Problem to solve.
Every line of the data below that holds the string "seam" needs to be reported.

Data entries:
═══
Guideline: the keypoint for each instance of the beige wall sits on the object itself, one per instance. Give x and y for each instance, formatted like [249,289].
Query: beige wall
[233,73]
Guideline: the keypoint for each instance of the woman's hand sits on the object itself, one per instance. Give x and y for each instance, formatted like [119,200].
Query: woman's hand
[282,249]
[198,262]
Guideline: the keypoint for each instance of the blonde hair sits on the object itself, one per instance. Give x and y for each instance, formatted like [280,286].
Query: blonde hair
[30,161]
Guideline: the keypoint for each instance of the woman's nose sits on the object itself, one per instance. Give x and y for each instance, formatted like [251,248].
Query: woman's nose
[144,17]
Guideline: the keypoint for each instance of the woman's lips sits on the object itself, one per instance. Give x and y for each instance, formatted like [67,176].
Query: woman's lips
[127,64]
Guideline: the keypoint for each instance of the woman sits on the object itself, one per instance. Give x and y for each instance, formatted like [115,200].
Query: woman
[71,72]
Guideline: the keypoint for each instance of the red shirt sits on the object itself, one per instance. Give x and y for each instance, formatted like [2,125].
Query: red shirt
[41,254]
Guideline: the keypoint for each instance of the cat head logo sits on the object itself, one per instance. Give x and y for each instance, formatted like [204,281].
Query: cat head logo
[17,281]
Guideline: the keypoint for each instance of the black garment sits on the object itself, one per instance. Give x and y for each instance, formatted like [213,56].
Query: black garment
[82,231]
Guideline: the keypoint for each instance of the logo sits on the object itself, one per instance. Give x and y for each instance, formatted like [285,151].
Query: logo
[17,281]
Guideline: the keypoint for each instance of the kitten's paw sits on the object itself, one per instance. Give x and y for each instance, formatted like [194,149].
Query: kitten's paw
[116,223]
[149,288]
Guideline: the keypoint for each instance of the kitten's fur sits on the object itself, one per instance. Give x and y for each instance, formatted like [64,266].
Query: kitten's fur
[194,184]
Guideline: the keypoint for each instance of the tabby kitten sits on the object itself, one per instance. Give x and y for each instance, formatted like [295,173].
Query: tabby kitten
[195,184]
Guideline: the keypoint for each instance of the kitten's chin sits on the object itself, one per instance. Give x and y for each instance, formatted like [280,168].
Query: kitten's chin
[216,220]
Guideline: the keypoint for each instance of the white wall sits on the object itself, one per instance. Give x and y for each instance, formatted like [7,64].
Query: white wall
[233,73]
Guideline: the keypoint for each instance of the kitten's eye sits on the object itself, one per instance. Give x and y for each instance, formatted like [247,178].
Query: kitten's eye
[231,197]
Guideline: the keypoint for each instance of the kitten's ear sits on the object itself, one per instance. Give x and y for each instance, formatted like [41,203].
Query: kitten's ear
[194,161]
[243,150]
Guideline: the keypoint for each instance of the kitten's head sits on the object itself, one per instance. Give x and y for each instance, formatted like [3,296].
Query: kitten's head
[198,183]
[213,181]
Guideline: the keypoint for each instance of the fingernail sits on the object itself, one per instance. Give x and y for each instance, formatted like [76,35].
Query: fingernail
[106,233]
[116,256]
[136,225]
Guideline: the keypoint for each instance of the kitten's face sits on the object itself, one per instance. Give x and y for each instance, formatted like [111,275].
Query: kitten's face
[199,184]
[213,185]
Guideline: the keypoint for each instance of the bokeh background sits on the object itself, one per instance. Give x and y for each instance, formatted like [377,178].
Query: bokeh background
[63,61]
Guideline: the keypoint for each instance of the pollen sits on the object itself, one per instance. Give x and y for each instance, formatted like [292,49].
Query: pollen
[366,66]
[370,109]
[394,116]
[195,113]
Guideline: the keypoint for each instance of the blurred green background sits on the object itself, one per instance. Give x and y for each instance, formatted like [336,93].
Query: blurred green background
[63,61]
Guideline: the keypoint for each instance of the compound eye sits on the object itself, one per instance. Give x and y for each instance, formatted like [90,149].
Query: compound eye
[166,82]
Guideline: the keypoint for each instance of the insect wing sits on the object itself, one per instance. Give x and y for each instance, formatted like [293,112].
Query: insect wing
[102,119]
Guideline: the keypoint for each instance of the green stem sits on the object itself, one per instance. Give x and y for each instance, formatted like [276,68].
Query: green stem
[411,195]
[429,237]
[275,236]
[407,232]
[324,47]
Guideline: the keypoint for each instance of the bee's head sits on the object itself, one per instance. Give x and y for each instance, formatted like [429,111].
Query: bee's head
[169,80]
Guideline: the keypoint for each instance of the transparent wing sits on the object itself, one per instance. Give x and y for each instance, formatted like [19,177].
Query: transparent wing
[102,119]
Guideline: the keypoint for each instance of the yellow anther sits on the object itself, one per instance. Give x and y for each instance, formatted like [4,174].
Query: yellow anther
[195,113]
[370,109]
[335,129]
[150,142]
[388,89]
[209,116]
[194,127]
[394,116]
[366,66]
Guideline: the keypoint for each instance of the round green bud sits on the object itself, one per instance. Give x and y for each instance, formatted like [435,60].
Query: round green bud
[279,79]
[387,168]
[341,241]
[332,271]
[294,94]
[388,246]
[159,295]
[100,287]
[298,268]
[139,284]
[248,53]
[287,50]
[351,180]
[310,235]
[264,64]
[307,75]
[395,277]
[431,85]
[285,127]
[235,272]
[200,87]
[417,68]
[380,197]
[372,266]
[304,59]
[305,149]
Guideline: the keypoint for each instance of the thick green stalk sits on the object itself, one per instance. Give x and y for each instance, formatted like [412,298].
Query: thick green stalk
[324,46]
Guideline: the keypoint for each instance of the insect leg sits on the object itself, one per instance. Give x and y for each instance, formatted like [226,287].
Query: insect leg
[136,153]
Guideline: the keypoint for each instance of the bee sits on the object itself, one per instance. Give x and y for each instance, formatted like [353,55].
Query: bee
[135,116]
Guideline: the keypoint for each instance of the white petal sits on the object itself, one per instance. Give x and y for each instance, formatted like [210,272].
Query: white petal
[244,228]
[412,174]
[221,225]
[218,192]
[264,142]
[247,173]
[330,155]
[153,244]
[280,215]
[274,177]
═══
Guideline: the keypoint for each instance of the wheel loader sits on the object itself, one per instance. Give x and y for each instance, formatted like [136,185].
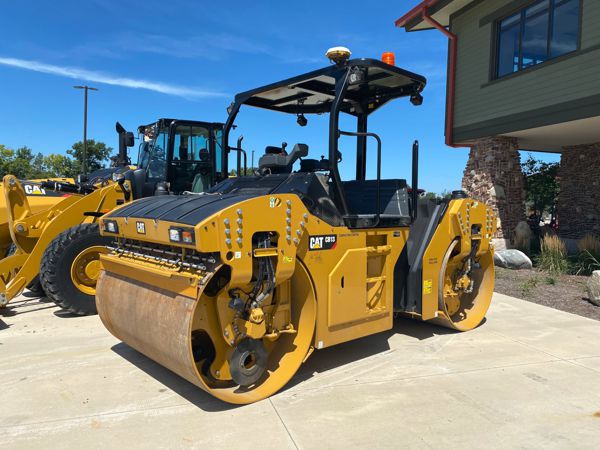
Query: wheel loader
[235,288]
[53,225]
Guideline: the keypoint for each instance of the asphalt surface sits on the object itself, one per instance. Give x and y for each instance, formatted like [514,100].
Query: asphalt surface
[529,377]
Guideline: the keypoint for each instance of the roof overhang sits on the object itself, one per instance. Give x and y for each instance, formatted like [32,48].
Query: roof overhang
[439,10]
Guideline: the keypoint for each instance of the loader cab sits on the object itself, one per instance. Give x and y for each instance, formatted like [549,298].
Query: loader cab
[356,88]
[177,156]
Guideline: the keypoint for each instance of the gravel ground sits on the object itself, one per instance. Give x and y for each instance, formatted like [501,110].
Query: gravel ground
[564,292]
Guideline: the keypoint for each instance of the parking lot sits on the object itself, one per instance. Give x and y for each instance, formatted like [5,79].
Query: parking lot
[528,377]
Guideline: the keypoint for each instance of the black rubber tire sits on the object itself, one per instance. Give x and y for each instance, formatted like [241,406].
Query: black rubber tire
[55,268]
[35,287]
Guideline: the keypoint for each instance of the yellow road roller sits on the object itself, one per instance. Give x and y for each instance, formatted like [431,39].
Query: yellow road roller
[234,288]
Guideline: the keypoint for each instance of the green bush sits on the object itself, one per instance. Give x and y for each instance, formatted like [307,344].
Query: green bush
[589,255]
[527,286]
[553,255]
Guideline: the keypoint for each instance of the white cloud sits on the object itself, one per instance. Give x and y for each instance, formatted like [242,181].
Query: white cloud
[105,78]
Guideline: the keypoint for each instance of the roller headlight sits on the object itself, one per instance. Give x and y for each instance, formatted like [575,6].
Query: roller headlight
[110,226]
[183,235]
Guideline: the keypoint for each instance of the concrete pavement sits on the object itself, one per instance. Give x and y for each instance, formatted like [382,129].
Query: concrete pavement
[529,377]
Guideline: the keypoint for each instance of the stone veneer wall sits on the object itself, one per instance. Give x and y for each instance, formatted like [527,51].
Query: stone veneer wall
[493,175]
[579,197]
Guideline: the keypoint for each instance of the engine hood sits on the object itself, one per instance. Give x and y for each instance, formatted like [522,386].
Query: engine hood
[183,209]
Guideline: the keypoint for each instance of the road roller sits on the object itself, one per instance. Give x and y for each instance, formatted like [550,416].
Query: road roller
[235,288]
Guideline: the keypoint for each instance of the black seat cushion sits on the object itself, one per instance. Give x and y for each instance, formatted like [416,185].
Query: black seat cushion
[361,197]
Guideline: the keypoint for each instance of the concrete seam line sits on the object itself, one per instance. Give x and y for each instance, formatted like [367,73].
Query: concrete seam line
═══
Result for this exercise.
Guideline: the keypoint for each instance of the concrete seam line sits on the object itself, one per instance. Give x and y for each instance, formatted like [367,73].
Query: concrete seam line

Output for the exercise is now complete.